Page extract
┌────────
Let keep the street address analogy. Consider that the full address
is the addres of the rooms in the building at a given address. Now
consider that your building is at the corner of a block and it has a
door on each street. One on 126 Main Street and another on 27 Second
Avenue (you will accept to consider that the two roads as two
different ISPs). The room numbers are the same whatever the address
you use. Room 125 at 126 Main Street is also Room 125 at 27 Second
Avenue. The City zip code stay the same.
I think you are with me until now: this is a good image for IPv6
addresses including Interface IDs?
Now, consider that in that city one does go by street numbers but by
building names. As we did for a very long time and many still do. So
our building is named by the City Registry "Innovation House" - and
if a day it is scrapped and rebuilt eleswhere everyone will keep
calling it (the new) "Innovation House" (like for Scotland Yard for
example). Now, the Room 125 is in "Innovation House" on _both_
streets. Obviously the zip code is not changed.
This show you can consider a network numbering as _three_
concatenated _orthorgonal_ numbers:
- routing (zip code and street)
- identification (name of the house)
- local subaddres (nr of the room).
If you adopt network topology oriented routing numbers you
dramatically reduce the routing tables as you show it.
Identification registration is something we know pretty well with the
DNS and the current 256 or so TLDs.
There are different possible formats, but they make you save a lot of
Mobility is then addressable as a "follow-me" service the user can control.
At 20:17 28/03/2006, Noel Chiappa wrote:
> From: "Gray, Eric" <Eric(_dot_)Gray(_at_)marconi(_dot_)com>
> I think the "street address" analogy is not close enough - anymore
> than longitude and latitude numbers or any other description of
> physical location.
No, it's a very good analogy, because the road network is a very good analog
to the data network. To see how, let's do a though-experiment.
Embed the road-network, not on the surface of a solid sphere, but on the
surface of a flexible hollow spherical surface. Now, distort that surface
arbitrarily. The location (in spatial coordinates) of any place on that road
network has changed totally - but the set of directions you'd use to get
from one point in the road network to another ("go down road A until you
meet the junction with B, and turn onto B in the direction of C", etc, etc)
└────────
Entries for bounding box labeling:
┌────────
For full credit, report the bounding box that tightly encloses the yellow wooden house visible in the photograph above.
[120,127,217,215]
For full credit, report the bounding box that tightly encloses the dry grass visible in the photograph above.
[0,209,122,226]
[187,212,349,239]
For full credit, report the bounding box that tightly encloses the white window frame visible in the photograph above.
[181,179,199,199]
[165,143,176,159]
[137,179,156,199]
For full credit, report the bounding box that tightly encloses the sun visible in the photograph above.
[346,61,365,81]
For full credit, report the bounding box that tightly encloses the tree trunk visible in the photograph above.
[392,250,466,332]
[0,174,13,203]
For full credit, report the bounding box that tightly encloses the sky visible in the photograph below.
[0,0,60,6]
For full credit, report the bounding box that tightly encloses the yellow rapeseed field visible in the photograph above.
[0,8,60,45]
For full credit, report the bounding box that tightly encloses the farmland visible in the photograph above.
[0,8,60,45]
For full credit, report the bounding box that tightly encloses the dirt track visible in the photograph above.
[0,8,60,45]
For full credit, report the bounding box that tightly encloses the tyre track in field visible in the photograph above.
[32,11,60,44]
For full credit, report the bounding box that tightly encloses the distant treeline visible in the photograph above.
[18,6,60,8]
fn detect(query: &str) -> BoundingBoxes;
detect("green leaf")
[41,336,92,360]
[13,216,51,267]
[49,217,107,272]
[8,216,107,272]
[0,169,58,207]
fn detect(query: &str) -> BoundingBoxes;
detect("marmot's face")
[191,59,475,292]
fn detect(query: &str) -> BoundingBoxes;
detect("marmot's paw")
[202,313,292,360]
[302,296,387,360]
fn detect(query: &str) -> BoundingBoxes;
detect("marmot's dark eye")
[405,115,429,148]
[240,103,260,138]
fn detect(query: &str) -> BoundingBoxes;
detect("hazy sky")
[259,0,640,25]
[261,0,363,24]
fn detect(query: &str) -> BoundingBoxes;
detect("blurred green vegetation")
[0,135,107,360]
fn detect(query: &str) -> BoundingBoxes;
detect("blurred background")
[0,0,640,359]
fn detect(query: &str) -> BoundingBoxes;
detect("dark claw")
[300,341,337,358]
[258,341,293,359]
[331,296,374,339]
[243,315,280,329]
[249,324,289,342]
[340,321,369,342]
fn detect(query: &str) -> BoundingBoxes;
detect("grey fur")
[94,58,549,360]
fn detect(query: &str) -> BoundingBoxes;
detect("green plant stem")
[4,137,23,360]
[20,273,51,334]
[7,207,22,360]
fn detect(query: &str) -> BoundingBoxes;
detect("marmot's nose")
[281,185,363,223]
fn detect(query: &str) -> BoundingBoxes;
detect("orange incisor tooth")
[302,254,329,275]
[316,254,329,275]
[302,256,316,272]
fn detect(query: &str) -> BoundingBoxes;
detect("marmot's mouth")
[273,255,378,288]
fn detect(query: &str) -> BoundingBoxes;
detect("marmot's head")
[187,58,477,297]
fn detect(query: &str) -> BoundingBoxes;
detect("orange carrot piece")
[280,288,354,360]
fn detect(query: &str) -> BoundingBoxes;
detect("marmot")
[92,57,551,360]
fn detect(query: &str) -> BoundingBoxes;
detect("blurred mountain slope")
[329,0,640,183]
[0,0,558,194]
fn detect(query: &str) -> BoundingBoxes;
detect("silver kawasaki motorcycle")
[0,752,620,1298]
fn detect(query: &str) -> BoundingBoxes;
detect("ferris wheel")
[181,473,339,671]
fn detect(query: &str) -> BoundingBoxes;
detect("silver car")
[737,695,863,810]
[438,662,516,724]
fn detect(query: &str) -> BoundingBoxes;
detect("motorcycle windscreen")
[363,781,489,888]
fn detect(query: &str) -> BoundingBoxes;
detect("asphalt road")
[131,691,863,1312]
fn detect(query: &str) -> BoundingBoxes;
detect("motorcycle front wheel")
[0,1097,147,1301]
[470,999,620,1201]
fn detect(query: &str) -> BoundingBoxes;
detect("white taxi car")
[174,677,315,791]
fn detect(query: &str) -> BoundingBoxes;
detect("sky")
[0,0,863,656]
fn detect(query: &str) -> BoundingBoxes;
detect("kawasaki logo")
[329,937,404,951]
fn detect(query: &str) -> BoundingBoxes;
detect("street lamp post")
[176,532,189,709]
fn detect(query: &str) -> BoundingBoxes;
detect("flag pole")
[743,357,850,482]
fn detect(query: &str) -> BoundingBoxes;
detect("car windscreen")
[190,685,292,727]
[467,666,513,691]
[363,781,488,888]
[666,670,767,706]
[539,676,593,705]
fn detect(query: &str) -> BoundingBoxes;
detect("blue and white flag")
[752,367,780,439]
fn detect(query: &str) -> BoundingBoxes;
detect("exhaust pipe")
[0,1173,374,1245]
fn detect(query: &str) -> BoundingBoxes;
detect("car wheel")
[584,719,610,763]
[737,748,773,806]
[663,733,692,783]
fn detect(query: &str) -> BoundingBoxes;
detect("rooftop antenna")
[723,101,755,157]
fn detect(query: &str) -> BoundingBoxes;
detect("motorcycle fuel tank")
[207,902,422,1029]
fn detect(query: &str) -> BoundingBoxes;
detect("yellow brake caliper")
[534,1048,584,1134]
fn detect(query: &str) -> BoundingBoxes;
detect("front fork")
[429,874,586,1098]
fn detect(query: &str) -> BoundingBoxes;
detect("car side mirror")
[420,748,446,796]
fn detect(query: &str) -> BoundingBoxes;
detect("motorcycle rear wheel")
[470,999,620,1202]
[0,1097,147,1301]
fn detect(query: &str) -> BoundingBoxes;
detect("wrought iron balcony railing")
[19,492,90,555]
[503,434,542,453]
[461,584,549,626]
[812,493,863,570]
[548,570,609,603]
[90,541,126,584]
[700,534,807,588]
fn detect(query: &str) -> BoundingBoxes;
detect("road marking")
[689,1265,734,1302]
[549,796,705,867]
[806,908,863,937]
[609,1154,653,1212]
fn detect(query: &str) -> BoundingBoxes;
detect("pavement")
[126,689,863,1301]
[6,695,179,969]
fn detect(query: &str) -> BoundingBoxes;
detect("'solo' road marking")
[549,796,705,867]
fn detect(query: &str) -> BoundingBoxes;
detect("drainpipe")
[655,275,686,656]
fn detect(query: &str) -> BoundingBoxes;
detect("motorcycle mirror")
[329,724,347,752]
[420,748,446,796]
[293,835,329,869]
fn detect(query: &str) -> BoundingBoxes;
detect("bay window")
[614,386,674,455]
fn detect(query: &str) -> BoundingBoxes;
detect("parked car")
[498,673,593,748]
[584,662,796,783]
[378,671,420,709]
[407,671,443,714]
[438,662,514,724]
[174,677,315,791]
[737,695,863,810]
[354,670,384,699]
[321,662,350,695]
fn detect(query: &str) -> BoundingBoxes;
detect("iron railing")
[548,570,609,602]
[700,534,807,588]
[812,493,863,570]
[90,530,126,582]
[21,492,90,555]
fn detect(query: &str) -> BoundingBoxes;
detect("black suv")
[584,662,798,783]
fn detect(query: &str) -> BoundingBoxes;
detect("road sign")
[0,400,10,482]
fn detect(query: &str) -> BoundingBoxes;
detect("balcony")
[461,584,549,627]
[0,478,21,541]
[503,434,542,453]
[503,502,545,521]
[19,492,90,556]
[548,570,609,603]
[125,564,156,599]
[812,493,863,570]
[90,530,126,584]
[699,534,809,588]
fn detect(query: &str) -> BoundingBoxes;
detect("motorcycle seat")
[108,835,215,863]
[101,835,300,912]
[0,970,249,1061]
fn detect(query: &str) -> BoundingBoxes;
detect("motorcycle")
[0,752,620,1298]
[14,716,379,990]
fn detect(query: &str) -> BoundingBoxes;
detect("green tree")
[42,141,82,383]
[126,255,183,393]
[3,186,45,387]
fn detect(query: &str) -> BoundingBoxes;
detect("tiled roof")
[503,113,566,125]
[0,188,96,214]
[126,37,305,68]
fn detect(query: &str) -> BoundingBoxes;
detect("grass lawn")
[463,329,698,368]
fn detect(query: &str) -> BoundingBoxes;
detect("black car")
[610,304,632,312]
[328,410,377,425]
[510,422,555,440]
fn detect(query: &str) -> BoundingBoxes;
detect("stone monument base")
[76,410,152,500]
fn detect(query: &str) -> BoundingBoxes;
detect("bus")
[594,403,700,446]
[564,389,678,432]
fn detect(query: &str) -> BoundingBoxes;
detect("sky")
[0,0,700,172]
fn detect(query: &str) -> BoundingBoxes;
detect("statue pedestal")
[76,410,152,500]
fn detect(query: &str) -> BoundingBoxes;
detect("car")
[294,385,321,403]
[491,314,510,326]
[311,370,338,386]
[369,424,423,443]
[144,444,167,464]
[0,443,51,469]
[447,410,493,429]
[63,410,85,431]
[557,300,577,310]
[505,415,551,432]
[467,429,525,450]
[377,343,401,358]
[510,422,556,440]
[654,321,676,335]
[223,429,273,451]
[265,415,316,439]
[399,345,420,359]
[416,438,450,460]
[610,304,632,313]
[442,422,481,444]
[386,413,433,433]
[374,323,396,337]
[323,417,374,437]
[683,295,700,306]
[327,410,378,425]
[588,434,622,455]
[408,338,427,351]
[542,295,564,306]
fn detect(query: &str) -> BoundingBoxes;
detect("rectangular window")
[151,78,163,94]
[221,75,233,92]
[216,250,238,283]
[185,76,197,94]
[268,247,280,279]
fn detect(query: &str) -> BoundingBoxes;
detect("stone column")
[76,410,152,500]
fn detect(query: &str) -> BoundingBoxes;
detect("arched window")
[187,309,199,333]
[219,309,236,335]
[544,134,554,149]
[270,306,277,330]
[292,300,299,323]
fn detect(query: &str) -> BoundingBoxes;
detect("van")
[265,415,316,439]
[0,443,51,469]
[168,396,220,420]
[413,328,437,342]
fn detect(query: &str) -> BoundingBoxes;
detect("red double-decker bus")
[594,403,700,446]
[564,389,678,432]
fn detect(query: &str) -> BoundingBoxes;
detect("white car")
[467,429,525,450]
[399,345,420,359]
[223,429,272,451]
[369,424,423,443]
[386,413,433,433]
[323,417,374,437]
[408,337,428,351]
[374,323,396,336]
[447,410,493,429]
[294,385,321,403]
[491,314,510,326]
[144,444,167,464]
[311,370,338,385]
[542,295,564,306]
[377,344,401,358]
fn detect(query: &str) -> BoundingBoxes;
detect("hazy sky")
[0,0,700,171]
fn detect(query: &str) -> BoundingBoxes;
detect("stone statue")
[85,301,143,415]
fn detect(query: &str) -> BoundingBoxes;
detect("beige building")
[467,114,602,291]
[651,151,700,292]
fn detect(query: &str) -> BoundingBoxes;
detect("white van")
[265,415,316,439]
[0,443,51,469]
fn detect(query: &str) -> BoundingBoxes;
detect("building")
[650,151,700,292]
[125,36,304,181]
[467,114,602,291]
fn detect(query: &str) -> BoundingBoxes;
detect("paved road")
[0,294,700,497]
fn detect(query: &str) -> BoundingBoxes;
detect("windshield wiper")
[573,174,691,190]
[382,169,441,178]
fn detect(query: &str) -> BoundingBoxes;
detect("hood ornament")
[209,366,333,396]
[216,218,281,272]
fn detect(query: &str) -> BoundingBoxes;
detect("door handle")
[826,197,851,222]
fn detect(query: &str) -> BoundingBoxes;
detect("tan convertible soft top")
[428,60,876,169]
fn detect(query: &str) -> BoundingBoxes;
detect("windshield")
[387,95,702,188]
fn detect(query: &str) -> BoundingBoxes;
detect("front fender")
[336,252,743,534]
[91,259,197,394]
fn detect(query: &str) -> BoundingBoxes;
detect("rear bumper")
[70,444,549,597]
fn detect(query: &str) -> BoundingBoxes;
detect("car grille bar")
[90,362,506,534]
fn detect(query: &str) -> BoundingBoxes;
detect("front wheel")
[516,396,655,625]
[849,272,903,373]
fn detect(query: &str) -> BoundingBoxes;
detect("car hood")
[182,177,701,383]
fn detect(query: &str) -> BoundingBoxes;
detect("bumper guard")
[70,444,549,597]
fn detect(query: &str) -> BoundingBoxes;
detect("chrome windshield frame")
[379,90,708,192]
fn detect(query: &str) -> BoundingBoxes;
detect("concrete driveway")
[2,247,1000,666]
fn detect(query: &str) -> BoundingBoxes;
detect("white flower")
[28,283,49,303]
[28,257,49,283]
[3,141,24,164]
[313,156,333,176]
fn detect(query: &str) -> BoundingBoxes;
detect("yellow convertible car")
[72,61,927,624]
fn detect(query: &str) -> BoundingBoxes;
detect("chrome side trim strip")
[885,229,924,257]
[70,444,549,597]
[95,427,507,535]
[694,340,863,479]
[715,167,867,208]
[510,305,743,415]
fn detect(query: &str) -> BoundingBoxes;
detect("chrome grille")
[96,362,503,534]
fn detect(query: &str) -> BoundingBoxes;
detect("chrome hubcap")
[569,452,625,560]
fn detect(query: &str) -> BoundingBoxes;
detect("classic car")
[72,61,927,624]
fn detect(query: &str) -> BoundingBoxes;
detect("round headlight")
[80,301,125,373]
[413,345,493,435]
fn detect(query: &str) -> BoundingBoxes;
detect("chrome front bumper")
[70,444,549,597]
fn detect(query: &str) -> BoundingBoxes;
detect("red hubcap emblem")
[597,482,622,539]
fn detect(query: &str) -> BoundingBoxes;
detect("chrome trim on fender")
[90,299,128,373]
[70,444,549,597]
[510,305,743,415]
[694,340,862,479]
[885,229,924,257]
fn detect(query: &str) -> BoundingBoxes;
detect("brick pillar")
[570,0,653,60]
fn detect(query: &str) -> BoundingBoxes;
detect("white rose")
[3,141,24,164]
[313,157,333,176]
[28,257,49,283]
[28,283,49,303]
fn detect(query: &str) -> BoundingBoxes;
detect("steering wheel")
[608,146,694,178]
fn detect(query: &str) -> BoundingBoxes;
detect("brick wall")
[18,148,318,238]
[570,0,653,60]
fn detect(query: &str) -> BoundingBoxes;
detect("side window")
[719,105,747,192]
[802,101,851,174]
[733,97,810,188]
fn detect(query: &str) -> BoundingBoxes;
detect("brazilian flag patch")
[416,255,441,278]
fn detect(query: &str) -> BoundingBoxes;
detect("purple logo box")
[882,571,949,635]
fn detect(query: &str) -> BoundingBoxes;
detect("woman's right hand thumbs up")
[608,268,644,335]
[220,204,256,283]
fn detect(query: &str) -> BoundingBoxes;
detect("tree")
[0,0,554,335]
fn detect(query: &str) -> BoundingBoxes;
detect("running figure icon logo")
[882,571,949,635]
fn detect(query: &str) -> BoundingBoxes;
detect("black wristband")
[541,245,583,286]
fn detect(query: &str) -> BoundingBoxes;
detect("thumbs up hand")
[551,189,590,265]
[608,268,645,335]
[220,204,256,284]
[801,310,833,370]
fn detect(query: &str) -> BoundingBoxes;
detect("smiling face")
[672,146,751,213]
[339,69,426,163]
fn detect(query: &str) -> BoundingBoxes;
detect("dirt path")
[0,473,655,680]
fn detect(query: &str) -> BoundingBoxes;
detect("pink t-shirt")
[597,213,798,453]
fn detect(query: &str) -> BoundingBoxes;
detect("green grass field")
└────────
Exercise task A
In the address analogy thread, what are the two street addresses of the building's doors?
Exercise task B
Do these statements agree with the address analogy thread? Answer yes or no for each, quoting the words that decide it.
(i) A room's number changes depending on which street address is used.
(ii) Identification registration is likened to the DNS.
(iii) The thought experiment places the road network on the surface of a solid sphere.
The entries are separate material, apart from the address analogy thread.

Correct answer A
126 Main Street and 27 Second Avenue.

Correct answer B
(i) No: "The room numbers are the same whatever the address you use."
(ii) Yes: "Identification registration is something we know pretty well with the DNS and the current 256 or so TLDs."
(iii) No: "Embed the road-network, not on the surface of a solid sphere, but on the surface of a flexible hollow spherical surface."